__Prompt A__
Summarize the text on magnetic control of fruit fly neurons in two sentences.
__Prompt B__
In the text on magnetic control of fruit fly neurons, who had the idea of using an ion channel sensitive to the rate of temperature change?

__Provided text__
----------------------------------------

As reported in Nature Materials, researchers used magnetic signals to activate targeted neurons that controlled the body position of freely moving fruit flies in an enclosure.

“To study the brain or to treat neurological disorders the scientific community is searching for tools that are both incredibly precise, but also minimally invasive,” says study author Jacob Robinson, an associate professor in electrical and computer engineering at Rice University and a member of Rice’s Neuroengineering Initiative.

“Remote control of select neural circuits with magnetic fields is somewhat of a holy grail for neurotechnologies. Our work takes an important step toward that goal because it increases the speed of remote magnetic control, making it closer to the natural speed of the brain.”

The new technology activates neural circuits about 50 times faster than the best previously demonstrated technology for magnetic stimulation of genetically defined neurons, Robinson says.

“We made progress because the lead author, Charles Sebesta, had the idea of using a new ion channel that was sensitive to the rate of temperature change.”

The researchers used genetic engineering to express a special heat-sensitive ion channel in neurons that cause flies to partially spread their wings, a common mating gesture. The researchers then injected magnetic nanoparticles that could be heated with an applied magnetic field.

An overhead camera watched flies as they roamed freely about an enclosure atop an electromagnet. By changing the magnet’s field in a specified way, the researchers could heat the nanoparticles and activate the neurons.

An analysis of video from the experiments showed flies with the genetic modifications assumed the wing-spread posture within approximately half a second of the magnetic field change.

----------------------------------------

__Data section__
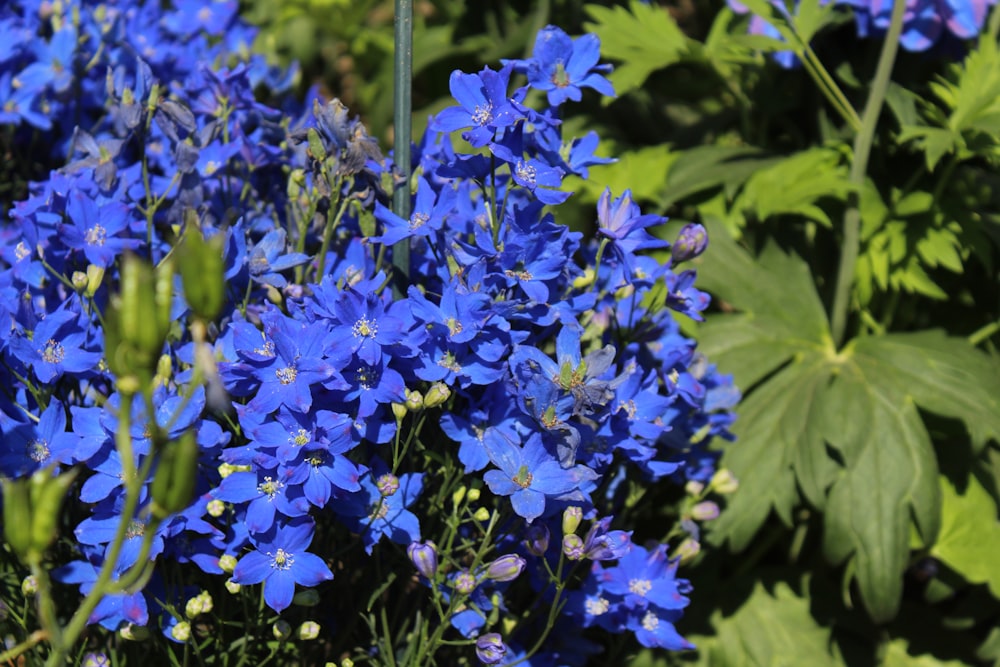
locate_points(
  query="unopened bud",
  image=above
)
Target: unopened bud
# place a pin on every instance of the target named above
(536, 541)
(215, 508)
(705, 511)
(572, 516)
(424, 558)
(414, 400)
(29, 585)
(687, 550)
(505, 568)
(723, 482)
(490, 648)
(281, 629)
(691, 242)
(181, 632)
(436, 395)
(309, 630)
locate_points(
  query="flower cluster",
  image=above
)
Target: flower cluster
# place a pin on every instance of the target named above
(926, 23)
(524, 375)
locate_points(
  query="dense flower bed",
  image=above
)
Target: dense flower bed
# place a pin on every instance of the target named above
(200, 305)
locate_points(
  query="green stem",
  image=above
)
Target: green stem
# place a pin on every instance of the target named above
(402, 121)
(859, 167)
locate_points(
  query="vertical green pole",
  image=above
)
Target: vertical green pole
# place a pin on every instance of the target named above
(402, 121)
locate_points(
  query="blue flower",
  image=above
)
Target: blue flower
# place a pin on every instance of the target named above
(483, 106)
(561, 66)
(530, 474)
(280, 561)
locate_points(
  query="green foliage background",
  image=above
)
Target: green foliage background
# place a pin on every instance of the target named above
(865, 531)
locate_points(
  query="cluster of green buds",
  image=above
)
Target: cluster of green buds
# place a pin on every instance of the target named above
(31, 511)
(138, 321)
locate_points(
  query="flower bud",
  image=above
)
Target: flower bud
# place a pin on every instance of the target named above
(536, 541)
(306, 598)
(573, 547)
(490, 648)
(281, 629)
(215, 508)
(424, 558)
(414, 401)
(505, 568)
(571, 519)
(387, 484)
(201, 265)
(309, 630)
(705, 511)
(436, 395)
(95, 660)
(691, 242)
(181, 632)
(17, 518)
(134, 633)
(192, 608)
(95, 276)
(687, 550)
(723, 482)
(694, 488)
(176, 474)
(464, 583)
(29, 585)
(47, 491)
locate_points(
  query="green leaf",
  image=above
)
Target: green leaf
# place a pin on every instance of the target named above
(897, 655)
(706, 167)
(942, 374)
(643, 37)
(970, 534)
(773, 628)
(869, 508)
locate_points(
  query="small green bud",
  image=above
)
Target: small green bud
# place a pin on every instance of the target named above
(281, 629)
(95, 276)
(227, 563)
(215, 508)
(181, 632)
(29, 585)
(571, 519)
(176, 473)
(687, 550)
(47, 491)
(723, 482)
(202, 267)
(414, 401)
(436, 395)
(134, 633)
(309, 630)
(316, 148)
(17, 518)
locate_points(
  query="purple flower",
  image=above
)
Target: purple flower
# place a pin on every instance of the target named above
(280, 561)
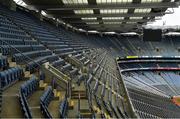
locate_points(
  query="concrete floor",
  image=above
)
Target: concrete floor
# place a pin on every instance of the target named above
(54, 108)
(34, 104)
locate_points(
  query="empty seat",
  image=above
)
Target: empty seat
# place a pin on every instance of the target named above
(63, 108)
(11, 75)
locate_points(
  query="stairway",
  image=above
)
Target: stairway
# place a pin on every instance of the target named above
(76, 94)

----------------------------------------

__Final answer A__
Researchers reported in Nature Materials that they used magnetic signals to activate targeted neurons controlling the body position of freely moving fruit flies, activating neural circuits about 50 times faster than the best previously demonstrated magnetic stimulation of genetically defined neurons. They expressed a heat-sensitive ion channel in neurons that make flies partially spread their wings and injected magnetic nanoparticles that a changing magnetic field could heat, and the modified flies assumed the wing-spread posture within about half a second of the field change.

__Final answer B__
Charles Sebesta, the lead author.